### Exercise aim
Each line of the listing that includes the string "rough" is to be identified and copied.
____
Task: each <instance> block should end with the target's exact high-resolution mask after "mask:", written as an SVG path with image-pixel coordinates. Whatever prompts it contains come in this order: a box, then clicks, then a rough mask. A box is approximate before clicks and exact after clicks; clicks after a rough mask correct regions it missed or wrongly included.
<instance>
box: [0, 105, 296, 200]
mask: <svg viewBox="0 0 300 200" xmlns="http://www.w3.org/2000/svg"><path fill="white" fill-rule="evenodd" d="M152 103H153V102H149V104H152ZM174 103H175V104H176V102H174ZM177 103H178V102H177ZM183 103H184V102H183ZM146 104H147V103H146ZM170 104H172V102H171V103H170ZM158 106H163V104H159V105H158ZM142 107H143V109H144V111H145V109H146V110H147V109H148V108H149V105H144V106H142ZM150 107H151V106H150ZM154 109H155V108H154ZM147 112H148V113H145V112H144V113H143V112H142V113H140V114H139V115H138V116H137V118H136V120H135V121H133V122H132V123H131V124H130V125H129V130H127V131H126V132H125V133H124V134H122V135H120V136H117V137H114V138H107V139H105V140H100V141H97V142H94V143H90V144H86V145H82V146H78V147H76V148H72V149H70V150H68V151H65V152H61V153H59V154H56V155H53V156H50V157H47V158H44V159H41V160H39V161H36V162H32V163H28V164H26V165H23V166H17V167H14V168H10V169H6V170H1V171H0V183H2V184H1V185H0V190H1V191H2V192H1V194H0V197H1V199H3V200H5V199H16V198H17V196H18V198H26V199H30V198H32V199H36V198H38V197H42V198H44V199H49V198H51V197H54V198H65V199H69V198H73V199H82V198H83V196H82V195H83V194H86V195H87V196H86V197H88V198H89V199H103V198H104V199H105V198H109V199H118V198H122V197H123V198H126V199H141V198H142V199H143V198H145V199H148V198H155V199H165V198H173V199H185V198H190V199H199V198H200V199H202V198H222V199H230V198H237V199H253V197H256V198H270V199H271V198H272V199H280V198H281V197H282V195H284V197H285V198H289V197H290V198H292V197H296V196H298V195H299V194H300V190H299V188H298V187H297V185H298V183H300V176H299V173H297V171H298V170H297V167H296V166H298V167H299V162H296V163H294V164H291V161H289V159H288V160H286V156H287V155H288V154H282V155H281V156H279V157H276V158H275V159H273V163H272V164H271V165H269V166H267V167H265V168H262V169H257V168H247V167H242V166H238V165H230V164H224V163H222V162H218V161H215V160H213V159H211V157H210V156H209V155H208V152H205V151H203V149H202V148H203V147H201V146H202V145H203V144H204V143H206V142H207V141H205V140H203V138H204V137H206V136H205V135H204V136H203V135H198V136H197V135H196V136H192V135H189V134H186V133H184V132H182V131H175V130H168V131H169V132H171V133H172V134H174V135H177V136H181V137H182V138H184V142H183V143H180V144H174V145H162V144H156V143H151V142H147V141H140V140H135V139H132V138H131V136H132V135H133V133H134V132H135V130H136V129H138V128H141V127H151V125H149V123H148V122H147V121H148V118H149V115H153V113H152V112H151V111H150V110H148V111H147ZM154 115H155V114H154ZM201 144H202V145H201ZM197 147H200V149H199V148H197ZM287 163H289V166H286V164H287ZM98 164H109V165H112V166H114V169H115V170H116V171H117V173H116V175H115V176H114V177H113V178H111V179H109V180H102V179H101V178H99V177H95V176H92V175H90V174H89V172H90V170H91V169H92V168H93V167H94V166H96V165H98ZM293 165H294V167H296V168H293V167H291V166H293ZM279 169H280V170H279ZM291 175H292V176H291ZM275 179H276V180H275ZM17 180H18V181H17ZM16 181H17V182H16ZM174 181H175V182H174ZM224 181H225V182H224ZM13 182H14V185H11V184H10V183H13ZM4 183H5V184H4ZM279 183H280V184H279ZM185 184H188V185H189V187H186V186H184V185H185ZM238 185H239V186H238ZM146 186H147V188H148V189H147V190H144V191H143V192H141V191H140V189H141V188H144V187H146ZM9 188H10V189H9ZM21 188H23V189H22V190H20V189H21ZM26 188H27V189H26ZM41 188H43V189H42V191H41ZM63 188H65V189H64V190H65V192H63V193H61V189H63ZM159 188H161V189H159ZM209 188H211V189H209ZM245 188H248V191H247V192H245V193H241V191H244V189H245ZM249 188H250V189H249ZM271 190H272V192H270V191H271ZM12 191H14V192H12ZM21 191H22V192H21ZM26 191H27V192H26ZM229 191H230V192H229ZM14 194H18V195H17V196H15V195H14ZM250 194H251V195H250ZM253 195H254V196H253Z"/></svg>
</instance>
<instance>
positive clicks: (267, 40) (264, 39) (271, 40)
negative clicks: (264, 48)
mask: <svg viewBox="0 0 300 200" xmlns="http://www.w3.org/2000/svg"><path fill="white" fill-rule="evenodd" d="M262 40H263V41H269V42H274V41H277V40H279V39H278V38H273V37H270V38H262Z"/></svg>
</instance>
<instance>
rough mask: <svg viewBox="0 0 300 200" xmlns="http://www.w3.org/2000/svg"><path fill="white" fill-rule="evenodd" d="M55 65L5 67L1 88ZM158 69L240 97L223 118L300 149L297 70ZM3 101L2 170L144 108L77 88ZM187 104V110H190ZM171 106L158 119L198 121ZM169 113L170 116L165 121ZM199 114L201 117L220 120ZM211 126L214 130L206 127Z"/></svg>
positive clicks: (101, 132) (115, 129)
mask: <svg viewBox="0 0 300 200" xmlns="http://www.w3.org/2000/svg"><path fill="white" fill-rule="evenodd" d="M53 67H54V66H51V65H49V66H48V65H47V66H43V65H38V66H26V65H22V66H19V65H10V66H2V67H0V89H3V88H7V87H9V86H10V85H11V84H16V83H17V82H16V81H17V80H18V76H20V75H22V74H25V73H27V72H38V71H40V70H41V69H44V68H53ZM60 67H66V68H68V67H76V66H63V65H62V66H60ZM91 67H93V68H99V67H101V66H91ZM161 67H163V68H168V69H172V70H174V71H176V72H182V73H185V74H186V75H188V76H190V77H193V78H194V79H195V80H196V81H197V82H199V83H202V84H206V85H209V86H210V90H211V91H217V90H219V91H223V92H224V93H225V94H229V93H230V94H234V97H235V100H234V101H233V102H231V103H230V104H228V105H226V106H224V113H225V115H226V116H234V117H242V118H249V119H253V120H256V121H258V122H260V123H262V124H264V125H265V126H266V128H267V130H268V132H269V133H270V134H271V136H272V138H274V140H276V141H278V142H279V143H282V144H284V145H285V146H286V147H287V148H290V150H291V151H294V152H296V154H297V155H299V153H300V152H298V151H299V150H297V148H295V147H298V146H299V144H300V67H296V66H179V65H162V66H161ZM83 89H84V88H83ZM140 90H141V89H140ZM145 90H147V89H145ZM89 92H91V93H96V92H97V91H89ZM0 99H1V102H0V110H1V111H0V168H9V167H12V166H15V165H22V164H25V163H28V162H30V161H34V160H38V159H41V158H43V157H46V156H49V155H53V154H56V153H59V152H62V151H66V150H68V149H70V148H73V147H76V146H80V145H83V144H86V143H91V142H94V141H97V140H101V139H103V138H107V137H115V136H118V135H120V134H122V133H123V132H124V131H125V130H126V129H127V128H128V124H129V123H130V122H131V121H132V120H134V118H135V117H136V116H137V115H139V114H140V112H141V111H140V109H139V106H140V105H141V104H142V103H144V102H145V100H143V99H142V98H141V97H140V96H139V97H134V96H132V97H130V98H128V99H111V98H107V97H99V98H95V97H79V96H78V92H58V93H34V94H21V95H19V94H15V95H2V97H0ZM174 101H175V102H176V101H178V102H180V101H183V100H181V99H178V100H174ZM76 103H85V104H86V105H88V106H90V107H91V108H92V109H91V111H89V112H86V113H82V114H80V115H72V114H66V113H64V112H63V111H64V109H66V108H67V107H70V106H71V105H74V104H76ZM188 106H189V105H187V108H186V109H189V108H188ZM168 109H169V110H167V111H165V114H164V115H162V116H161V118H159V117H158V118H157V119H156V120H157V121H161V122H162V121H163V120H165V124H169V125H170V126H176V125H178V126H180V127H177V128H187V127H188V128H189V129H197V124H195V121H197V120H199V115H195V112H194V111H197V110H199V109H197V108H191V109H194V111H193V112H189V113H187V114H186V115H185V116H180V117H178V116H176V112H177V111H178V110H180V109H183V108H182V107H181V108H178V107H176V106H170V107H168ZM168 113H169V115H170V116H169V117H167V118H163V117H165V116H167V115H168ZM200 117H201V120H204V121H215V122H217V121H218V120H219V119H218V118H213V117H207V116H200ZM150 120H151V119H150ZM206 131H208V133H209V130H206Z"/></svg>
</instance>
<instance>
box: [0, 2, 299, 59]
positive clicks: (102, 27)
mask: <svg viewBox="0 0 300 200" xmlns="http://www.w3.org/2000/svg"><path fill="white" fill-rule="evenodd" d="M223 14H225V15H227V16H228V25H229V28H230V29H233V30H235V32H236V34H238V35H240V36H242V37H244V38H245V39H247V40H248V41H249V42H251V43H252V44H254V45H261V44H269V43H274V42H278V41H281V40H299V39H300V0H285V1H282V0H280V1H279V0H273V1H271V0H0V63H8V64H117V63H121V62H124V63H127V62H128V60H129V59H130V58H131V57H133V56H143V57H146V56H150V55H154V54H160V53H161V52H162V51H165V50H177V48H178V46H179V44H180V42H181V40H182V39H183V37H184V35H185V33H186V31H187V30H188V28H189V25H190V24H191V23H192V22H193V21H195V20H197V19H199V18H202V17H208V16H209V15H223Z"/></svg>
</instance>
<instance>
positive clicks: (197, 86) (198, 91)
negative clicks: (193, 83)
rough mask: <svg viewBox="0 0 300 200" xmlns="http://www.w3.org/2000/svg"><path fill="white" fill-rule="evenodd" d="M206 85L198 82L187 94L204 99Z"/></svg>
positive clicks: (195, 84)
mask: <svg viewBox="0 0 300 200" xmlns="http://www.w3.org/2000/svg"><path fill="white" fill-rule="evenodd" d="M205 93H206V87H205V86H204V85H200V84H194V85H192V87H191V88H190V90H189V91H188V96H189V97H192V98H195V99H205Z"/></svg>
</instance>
____
### Expected answer
Task: each <instance> block should end with the target's exact high-resolution mask after "mask:", written as an SVG path with image-pixel coordinates. Whatever prompts it contains come in this order: a box, then clicks, then a rough mask. A box is approximate before clicks and exact after clicks; clicks after a rough mask correct regions it missed or wrongly included.
rough mask: <svg viewBox="0 0 300 200" xmlns="http://www.w3.org/2000/svg"><path fill="white" fill-rule="evenodd" d="M55 65L5 67L1 88ZM158 69L240 97L223 118L300 149L297 70ZM3 101L2 170L144 108L77 88ZM187 104V110H190ZM171 106L158 119L198 121ZM169 113L170 116L165 121ZM199 114L201 117L220 120ZM211 126L214 130L206 127Z"/></svg>
rough mask: <svg viewBox="0 0 300 200" xmlns="http://www.w3.org/2000/svg"><path fill="white" fill-rule="evenodd" d="M206 85L198 82L187 94L204 99Z"/></svg>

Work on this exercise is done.